◆ SOURCE RECORDS

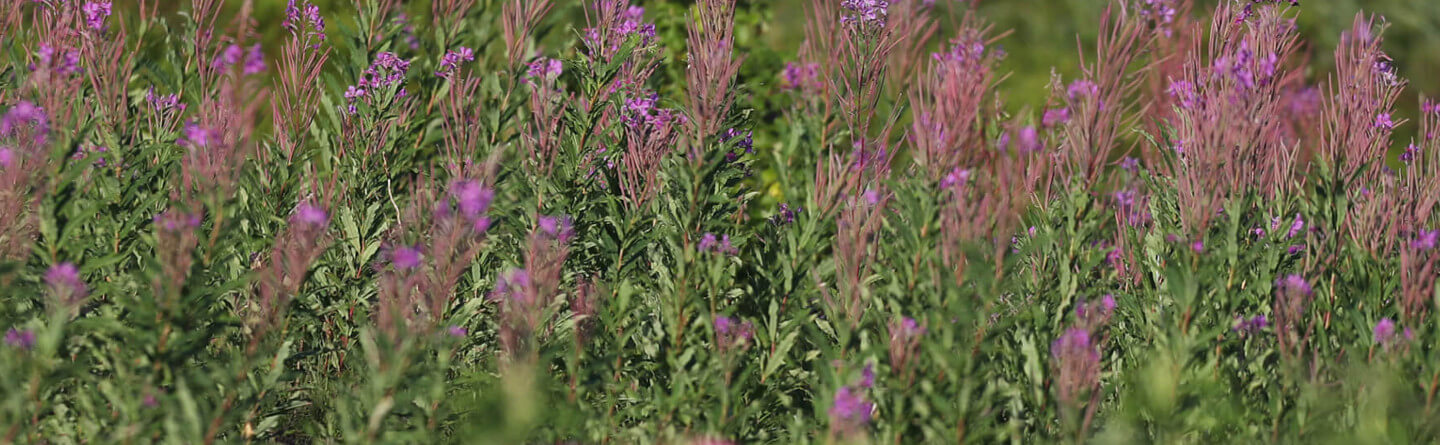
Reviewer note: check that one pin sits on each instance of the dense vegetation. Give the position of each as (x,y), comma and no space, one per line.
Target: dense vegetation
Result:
(563,222)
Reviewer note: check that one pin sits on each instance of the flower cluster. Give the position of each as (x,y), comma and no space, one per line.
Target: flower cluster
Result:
(26,117)
(641,111)
(452,59)
(732,334)
(304,19)
(471,199)
(710,244)
(95,15)
(65,284)
(801,77)
(545,69)
(864,13)
(1386,333)
(385,71)
(251,61)
(1161,13)
(743,140)
(905,342)
(850,411)
(628,23)
(1250,326)
(405,257)
(19,339)
(1077,365)
(68,61)
(785,215)
(1244,68)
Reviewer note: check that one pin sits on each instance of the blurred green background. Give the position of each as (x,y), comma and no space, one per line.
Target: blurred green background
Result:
(1044,33)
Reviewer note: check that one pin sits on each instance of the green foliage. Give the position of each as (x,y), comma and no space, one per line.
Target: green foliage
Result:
(149,357)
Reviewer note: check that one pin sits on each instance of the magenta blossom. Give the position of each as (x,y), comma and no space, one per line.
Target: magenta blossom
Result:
(450,64)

◆ WHAT YOU WILL DO
Starting at the line that contains "Target: blurred green background", return every line through the last one above, exactly as written.

◆ SOLUTION BELOW
Target: blurred green background
Result:
(1044,33)
Reviewer note: check that one pin sits on each instance of the green foliage. Give the position of each as (x,y), comma and no space, one per line.
Target: green foliage
Result:
(149,357)
Reviewer note: check that one pin sits on each instance of the magenta blossom. Give the position of each as (x,y), comma and no space, one per line.
Target: magenta blossom
Result:
(450,64)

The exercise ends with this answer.